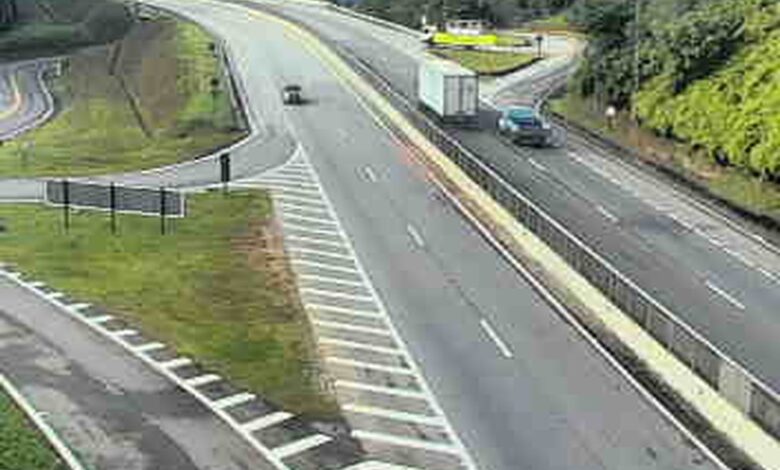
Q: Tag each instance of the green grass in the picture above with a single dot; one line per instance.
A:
(732, 184)
(98, 131)
(21, 446)
(487, 63)
(210, 287)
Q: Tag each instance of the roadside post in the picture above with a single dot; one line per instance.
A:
(112, 206)
(539, 40)
(66, 204)
(162, 210)
(224, 166)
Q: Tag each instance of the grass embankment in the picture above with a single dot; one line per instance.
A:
(740, 187)
(146, 102)
(217, 287)
(49, 27)
(487, 62)
(21, 446)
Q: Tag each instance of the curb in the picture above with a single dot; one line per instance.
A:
(37, 418)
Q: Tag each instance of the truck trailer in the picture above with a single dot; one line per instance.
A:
(448, 90)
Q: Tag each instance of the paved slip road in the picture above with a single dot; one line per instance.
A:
(554, 404)
(111, 408)
(720, 280)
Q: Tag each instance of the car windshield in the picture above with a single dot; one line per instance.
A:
(524, 117)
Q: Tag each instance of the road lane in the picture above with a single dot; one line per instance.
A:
(645, 245)
(555, 390)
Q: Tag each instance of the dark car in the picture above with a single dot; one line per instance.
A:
(525, 126)
(291, 94)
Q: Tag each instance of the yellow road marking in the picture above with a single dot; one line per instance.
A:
(17, 100)
(742, 431)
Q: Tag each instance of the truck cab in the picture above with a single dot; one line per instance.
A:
(524, 125)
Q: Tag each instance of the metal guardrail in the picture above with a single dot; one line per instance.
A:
(735, 383)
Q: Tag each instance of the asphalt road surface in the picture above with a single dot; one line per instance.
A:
(552, 402)
(719, 279)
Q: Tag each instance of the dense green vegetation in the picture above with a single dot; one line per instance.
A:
(32, 27)
(499, 12)
(156, 105)
(21, 446)
(708, 72)
(217, 286)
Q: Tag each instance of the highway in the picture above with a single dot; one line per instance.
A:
(25, 102)
(520, 387)
(719, 278)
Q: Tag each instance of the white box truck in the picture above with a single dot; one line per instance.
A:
(448, 89)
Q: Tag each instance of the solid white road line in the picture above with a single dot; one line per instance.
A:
(233, 400)
(148, 347)
(324, 339)
(607, 214)
(301, 445)
(201, 380)
(425, 420)
(416, 237)
(502, 347)
(406, 442)
(178, 362)
(365, 387)
(730, 298)
(370, 365)
(355, 328)
(370, 174)
(266, 421)
(537, 165)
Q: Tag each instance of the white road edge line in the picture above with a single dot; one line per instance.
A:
(730, 298)
(502, 347)
(37, 418)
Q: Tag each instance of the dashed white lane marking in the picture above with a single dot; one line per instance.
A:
(394, 391)
(370, 365)
(311, 230)
(607, 214)
(201, 380)
(329, 267)
(123, 333)
(100, 319)
(502, 347)
(351, 327)
(299, 446)
(537, 165)
(149, 347)
(416, 237)
(312, 251)
(233, 400)
(344, 310)
(426, 420)
(266, 421)
(337, 295)
(730, 298)
(370, 174)
(330, 280)
(176, 363)
(324, 339)
(406, 442)
(314, 240)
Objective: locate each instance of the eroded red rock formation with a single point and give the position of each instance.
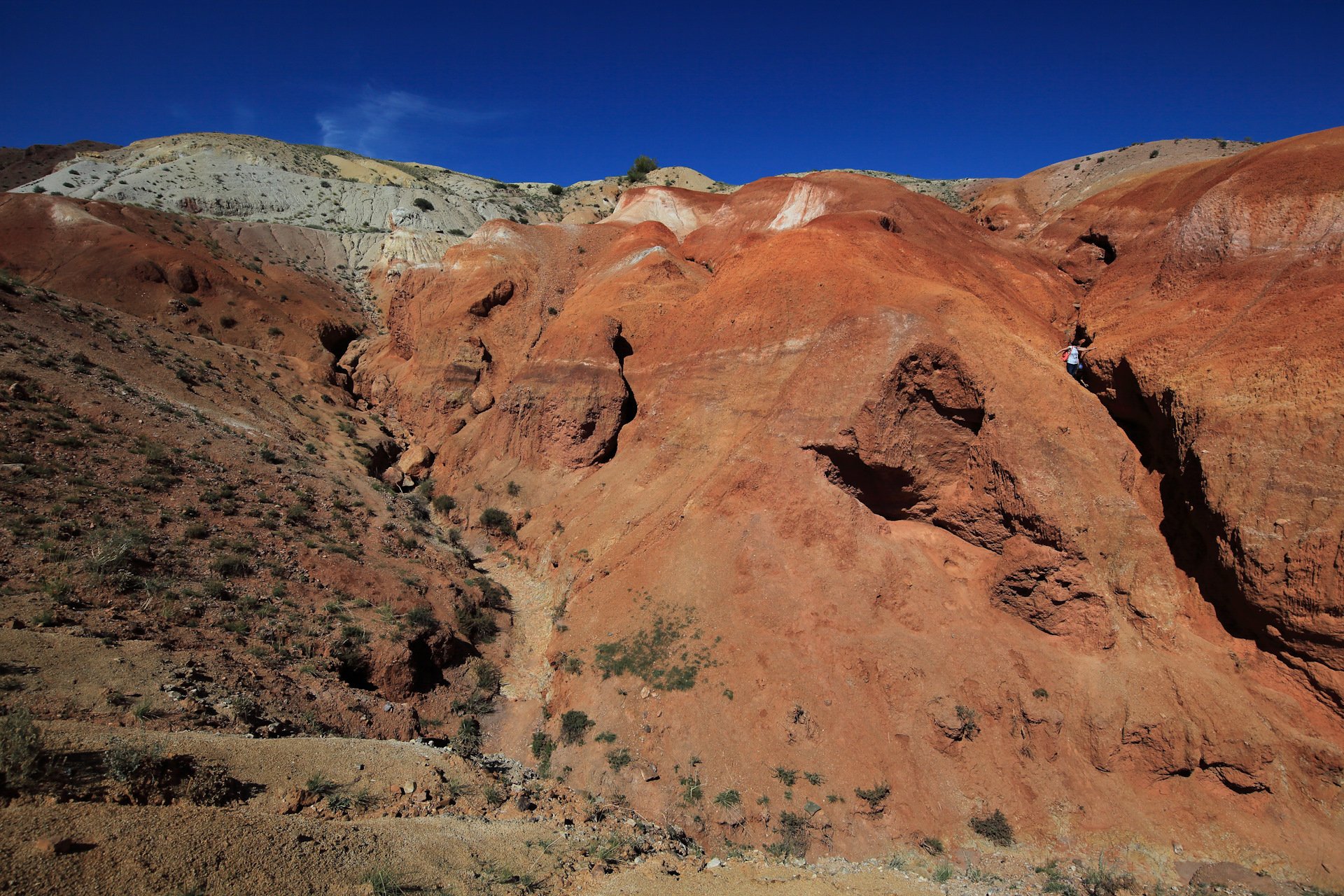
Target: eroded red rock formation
(822, 422)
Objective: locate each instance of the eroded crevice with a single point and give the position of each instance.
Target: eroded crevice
(890, 492)
(1102, 242)
(1194, 531)
(336, 337)
(629, 406)
(382, 456)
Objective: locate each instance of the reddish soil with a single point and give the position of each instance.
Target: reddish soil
(811, 448)
(816, 543)
(22, 166)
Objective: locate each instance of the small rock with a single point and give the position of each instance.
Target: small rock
(54, 846)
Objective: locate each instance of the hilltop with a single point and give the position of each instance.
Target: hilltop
(636, 520)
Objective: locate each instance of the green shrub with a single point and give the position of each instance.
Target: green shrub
(476, 624)
(382, 880)
(467, 742)
(729, 798)
(793, 836)
(932, 846)
(641, 168)
(209, 785)
(659, 654)
(143, 769)
(874, 796)
(969, 720)
(232, 566)
(421, 617)
(1107, 881)
(574, 726)
(542, 746)
(320, 785)
(20, 750)
(619, 760)
(993, 828)
(488, 678)
(498, 520)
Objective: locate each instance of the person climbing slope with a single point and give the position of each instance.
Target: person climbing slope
(1073, 355)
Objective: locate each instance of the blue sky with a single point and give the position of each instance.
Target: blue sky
(564, 93)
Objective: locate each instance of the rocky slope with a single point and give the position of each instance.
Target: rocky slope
(802, 463)
(790, 527)
(23, 166)
(1214, 295)
(1016, 206)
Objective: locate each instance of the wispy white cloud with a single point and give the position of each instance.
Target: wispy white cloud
(386, 122)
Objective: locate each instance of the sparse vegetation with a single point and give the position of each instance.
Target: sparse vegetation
(874, 796)
(20, 750)
(619, 760)
(657, 654)
(641, 168)
(574, 726)
(993, 828)
(1105, 881)
(729, 798)
(969, 723)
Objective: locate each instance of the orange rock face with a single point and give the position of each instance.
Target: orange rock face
(808, 488)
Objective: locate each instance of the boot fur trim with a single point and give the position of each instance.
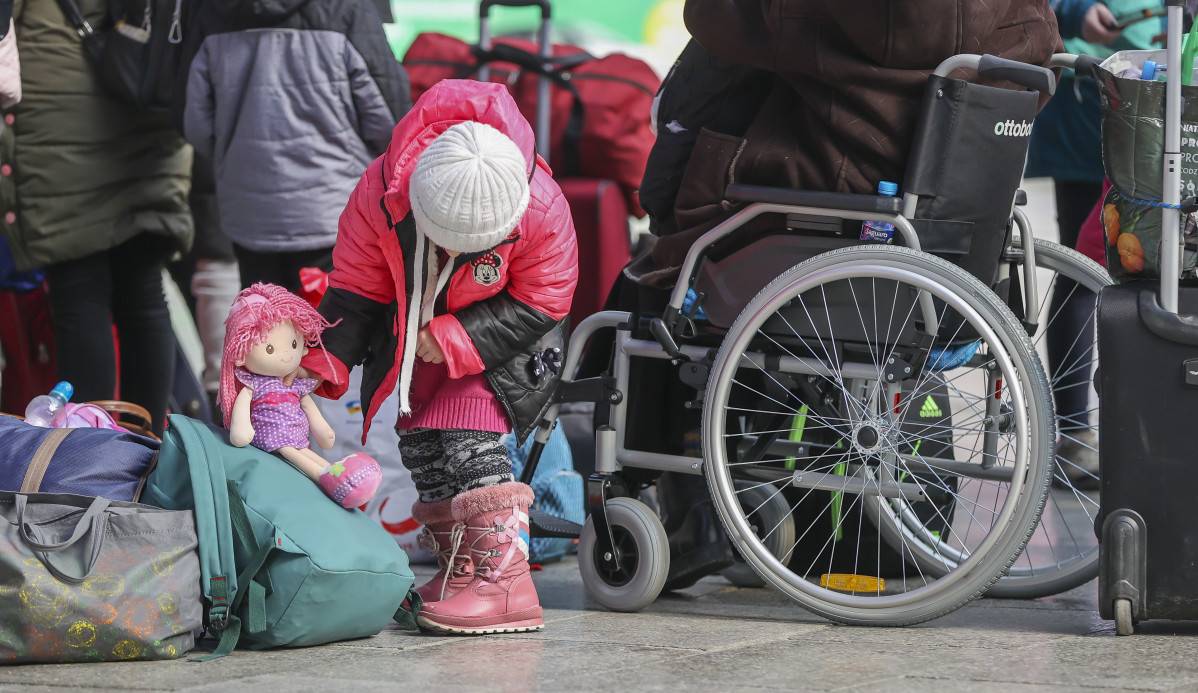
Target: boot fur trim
(428, 513)
(477, 501)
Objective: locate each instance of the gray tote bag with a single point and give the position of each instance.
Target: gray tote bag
(88, 579)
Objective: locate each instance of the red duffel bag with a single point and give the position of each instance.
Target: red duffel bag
(599, 115)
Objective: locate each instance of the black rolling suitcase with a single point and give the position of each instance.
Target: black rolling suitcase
(1148, 385)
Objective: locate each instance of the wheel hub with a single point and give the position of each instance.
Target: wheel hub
(869, 438)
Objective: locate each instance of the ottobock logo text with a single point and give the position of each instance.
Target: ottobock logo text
(1011, 128)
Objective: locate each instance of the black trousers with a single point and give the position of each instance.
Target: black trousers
(122, 288)
(1071, 313)
(279, 267)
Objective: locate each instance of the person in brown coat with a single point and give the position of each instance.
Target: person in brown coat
(841, 114)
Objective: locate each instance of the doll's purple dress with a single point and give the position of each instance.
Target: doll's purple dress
(274, 410)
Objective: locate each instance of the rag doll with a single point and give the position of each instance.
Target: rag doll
(267, 332)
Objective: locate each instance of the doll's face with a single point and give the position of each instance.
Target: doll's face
(279, 354)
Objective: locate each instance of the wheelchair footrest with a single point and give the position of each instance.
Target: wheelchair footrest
(542, 524)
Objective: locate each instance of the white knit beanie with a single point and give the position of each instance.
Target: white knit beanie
(470, 188)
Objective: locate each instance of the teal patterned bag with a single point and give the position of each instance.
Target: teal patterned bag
(282, 565)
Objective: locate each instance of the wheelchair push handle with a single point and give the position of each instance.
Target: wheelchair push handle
(992, 67)
(484, 7)
(1081, 64)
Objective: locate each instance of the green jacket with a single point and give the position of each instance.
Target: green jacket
(83, 172)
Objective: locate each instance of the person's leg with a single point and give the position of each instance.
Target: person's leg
(501, 597)
(215, 285)
(80, 295)
(1071, 313)
(143, 324)
(442, 536)
(254, 266)
(422, 453)
(476, 458)
(294, 261)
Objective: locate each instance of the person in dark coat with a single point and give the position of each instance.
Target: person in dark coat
(841, 114)
(291, 100)
(94, 191)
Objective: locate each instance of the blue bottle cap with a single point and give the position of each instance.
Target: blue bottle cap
(65, 390)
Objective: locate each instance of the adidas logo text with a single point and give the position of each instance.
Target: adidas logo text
(1011, 128)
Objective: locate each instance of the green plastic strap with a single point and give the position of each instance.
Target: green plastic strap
(244, 531)
(252, 582)
(229, 638)
(255, 610)
(253, 589)
(406, 618)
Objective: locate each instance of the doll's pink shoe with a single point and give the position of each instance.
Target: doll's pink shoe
(352, 481)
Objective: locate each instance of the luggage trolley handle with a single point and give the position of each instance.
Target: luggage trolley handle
(992, 67)
(1171, 220)
(545, 53)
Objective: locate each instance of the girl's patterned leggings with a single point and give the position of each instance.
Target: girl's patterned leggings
(445, 463)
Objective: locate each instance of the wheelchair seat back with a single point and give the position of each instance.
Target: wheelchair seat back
(966, 166)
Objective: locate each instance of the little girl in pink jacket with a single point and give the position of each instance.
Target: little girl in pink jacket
(454, 266)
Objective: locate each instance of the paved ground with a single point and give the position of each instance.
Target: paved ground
(711, 637)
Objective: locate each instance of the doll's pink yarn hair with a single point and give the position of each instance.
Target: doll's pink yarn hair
(254, 313)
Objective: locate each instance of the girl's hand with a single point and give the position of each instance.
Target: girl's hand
(427, 347)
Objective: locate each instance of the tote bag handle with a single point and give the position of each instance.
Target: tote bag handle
(90, 525)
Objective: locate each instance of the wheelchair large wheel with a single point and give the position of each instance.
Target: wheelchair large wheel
(772, 520)
(1064, 550)
(828, 389)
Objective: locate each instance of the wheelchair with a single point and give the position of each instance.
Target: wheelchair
(878, 434)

────────────────

Locate the line that contains "Objective: locate each instance of the green plastic", then please quote it and every line after it to the end of the entries above, exactly and with nothing else.

■ Completed exercise:
Objective: locate each instance of the green plastic strap with a single point and give the position of each instance.
Target: green plastic strap
(244, 531)
(252, 582)
(229, 638)
(255, 610)
(253, 589)
(406, 618)
Objective: locate each instance of the doll's pink shoe with a single point and give the position of each instance.
Target: doll's pink shoe
(352, 481)
Objective: locate each instance of the luggage trolley handle with a single point and give the position of each instance.
Target: luggage trolley handle
(992, 67)
(1171, 220)
(545, 53)
Objective: locate each instance of the girl's patterned leggings with a single point and give the position of each instance.
Target: girl's patterned leggings
(445, 463)
Objective: locate each instance of the wheelchair seat back with a single point and give the position of each instance.
Target: wheelchair seat back
(966, 166)
Objective: locate each instance of the little girl in pink jacket with a single point and give the position of each instance.
Target: little girl in pink jacket
(454, 266)
Objective: locate each instance of the paved ground with a single point and give the position of each instance.
Target: paved ground
(711, 637)
Objective: locate each instance of the doll's pink yarn hair with a single point and give the position of each instance.
Target: doll's pink yarn hair
(254, 313)
Objective: locate each instance of the girl's hand with a single point and give the position of each instance.
Target: girl's hand
(427, 347)
Objective: locate each instance of the tote bag handle with a single point and give the position of each instance.
Target: tote bag handle
(90, 525)
Objective: locate each instance of the wheelchair large wheel with a single point and give the position of each instance.
Target: wheelchair large wheel
(772, 520)
(1064, 550)
(828, 389)
Objective: locate each instance of the wheelchair with a single point and give the position of each instance.
Target: wheelchair
(878, 434)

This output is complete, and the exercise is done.